PROBLEM 1> Pull out each line of the entries below that contains the word "wooden", copying it in full.

With the Biden Administration’s recently signed Infrastructure Investment and Jobs Act (IIJA) coming into law, $1.2 trillion will find its way into many new projects over the next several years. While infrastructure investments won't happen overnight, congressional task forces are hearing bids to allocate funding to the most in-need communities.
Here's what CRE developers need to know now to get a head start.
On November 15, 2021, the Biden Administration signed the Infrastructure Investment and Jobs Act (IIJA) into law. This bipartisan legislation will allocate $1.2 trillion to invest in critical infrastructure projects across the United States, across a number of long-neglected sectors. Planned infrastructure investments include improving roads and bridges, strengthening freight and passenger rail transportation, and bolstering public transportation networks.
IIJA should come with economic improvement for underdeveloped communities, thus increasing property values and attracting new residents. The law's focus on renewable energy and community enhancement will attract new people to blossoming areas. In turn, CRE developers can leverage growing communities in need of commercial space for new businesses and retail.
The package ranges far and wide in its scope, which is good news for CRE developers looking to capitalize on cash infusions. While infrastructure investments won't happen overnight, congressional task forces are hearing bids to allocate funding to the most in-need communities. That $1.2 trillion will find its way into many new projects over the next several years. Here's what CRE developers need to know now to get a head start.
What Is the Significance of the New Infrastructure Investments Bill?
With $1.2 trillion in funding set for distribution over the next ten years, CRE developers should keep a keen eye on where those funds pool. Several federal agencies will act as the middlemen for IIJA funding, but the exact destination for much of the money is currently unknown. We can safely assume that the largest states by population—Texas, California, New York, Florida, Illinois, New Jersey, Pennsylvania, Ohio, Michigan, and Georgia—will receive much of the funding.

[Extracted records]
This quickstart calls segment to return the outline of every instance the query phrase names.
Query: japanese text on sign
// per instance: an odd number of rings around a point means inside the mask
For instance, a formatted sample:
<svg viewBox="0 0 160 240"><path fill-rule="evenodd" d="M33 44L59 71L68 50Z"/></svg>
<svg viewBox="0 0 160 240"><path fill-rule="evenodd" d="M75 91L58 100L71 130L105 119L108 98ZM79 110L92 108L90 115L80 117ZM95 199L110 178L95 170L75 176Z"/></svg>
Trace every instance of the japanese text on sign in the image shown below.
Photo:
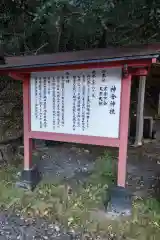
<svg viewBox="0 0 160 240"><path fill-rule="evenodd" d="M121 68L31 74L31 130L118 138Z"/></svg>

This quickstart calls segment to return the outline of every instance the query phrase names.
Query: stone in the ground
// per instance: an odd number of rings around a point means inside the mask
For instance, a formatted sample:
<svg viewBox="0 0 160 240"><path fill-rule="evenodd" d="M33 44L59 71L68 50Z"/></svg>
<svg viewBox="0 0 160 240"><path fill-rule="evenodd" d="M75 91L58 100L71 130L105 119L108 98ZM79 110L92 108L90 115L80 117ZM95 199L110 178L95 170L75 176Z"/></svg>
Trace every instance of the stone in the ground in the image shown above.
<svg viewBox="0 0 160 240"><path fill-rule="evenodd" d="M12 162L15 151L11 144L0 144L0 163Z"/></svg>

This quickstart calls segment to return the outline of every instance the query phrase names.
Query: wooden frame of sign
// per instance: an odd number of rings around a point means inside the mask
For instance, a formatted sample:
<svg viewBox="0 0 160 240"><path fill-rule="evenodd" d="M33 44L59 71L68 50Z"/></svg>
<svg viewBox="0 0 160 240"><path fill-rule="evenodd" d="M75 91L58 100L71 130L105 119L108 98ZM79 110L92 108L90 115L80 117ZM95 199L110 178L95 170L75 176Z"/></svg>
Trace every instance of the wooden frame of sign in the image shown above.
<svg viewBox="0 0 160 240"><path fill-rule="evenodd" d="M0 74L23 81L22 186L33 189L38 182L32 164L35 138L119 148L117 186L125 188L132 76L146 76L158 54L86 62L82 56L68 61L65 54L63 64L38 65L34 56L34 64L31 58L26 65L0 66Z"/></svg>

--

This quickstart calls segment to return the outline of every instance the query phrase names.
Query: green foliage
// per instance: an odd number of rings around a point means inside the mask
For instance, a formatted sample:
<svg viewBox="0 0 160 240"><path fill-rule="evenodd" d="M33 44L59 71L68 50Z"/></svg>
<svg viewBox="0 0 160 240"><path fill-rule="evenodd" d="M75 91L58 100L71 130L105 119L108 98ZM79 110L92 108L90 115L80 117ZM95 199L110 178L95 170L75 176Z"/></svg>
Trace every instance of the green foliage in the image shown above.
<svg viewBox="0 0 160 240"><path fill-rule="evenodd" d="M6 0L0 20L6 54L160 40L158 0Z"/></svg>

PROBLEM 2>
Answer these questions from the infrastructure article:
(a) On what date was the Infrastructure Investment and Jobs Act signed into law?
(b) Over what period is the $1.2 trillion in funding set for distribution?
(c) What will act as the middlemen for IIJA funding?

TASK RESULT 1>
Query: wooden frame of sign
Trace every instance of the wooden frame of sign in the image shown above.

TASK RESULT 2>
(a) November 15, 2021
(b) The next ten years
(c) Several federal agencies